# [Written problem]
Rewrite every line of the records, starting with the line containing "In this picture, where can the shoreline" and going on through the line containing "point(564, 475)", and leave out all other lines. Shift both coordinates in each answer point up by 112, and leave the sample points inside the other lines unchanged.

Extracted records:
■ ■ ■ ■

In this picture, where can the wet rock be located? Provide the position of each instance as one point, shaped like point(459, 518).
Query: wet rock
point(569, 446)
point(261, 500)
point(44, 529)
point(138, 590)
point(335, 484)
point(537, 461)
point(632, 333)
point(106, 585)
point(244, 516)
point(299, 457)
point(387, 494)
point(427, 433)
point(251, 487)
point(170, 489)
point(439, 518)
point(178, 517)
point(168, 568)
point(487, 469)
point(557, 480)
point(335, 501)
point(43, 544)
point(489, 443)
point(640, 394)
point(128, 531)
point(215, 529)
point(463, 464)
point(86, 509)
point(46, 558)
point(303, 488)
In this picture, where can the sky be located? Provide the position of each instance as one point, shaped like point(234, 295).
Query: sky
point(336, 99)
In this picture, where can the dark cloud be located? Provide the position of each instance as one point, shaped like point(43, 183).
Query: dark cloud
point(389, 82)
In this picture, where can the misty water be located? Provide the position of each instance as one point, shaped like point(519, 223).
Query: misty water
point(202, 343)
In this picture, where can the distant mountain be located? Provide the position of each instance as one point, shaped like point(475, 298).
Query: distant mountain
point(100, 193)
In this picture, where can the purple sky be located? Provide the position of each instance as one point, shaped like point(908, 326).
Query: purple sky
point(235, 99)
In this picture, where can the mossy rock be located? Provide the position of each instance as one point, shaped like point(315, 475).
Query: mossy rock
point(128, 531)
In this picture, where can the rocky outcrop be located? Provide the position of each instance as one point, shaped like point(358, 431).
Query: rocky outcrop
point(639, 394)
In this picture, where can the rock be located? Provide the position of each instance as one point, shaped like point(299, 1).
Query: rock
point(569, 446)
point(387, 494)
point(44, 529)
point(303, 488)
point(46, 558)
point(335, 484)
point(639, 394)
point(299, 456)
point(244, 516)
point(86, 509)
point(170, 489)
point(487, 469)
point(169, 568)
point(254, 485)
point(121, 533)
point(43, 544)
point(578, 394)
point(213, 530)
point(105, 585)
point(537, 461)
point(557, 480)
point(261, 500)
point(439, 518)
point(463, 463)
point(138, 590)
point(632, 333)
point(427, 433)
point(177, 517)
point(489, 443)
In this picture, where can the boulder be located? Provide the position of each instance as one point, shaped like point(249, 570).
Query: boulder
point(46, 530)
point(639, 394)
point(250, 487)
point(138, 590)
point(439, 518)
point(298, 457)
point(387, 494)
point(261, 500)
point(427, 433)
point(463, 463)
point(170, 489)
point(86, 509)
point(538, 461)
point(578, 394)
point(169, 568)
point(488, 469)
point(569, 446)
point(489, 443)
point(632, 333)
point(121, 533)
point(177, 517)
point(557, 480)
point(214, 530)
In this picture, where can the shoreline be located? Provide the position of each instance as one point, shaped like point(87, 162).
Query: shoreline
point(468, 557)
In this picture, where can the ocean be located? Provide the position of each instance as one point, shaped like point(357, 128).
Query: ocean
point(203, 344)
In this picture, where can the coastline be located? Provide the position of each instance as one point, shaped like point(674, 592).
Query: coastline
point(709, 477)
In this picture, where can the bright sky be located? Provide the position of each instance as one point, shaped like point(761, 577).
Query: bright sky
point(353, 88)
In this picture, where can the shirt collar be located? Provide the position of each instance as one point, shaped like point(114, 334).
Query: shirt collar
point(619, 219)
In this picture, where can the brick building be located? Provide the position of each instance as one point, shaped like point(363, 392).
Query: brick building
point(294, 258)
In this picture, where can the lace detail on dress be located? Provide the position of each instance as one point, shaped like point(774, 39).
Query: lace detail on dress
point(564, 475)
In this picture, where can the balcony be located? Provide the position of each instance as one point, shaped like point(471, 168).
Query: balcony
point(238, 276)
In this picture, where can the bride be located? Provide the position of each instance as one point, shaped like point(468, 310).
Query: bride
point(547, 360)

■ ■ ■ ■

# [Result]
In this picture, where can the shoreline be located? Provide the position of each instance as one point, shaped like point(87, 162).
Query: shoreline
point(580, 669)
In this picture, where can the ocean be located? Provide the position of each instance as one point, shaped like point(357, 128).
Query: ocean
point(315, 456)
In this picture, where can the coastline be located? Provide the position of each instance as one point, shaped like point(674, 592).
Query: coastline
point(821, 589)
In this picture, where can the bright sky be located? Provide the position of each instance as one point, shaped like point(761, 577).
Query: bright sky
point(465, 200)
In this picture, where can the shirt collar be located? Provide the position of each instance as one point, shaped like point(114, 334).
Query: shirt collar
point(731, 331)
In this picture, where can the brick building be located? Provide the position of each instance as one point, shaped like point(363, 392).
Query: brick building
point(406, 370)
In this picture, where can the lace detail on dress be located? Provide the position of each instance as one point, shaped like point(774, 39).
Query: lace detail on dress
point(676, 587)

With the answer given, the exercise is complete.